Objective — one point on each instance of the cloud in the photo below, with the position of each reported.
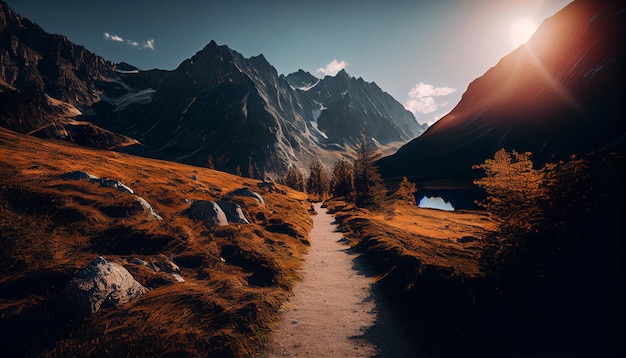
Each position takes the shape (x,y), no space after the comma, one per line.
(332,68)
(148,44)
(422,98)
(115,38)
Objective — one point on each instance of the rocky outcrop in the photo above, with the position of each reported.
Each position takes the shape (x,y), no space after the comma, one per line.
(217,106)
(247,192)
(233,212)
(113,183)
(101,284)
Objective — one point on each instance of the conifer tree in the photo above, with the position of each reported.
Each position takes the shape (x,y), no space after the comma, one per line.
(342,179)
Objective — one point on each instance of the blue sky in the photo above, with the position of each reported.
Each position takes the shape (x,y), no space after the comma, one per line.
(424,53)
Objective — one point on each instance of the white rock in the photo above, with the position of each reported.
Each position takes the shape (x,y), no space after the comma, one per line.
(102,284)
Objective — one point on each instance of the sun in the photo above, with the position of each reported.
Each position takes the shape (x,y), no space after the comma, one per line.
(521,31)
▬▬▬▬▬▬
Convert all of the records above into a JSON list of strings, one string per line, with blank lines omitted. Leave the picture out of the list.

→ **Response for this exercise**:
[
  "Objective — one point on each instance of the cloud in the photo below, with the position of each reported.",
  "Each position takes the shape (x,y), no space after the comma, one per line.",
  "(332,68)",
  "(148,44)",
  "(422,98)",
  "(115,38)",
  "Objective — one point on each instance of the rocky outcrop in the photo above, with the position of each reported.",
  "Each position takes the shape (x,y), no space after the comma, one per line.",
  "(217,106)",
  "(247,192)",
  "(233,212)",
  "(113,183)",
  "(101,284)",
  "Objective — one point on each instance of the conifer tree in the photo above, with the position of each reported.",
  "Each position takes the shape (x,y), no space after the comma, one per line.",
  "(342,179)",
  "Objective — one point on each instance of the blue sky in the photo above, with the position of each reported.",
  "Each position takes the shape (x,y), no space after the comma, one per line.",
  "(424,53)",
  "Objective — one point on each instance of the white rock in the photo above, with the position of each reported.",
  "Each position takes the shape (x,y), no space after the comma, one per line.",
  "(102,284)",
  "Objective — one point on each instance of the sun in the photo above, with the position of each reported.",
  "Each position takes the shape (x,y), no space after the comma, one per line.",
  "(521,31)"
]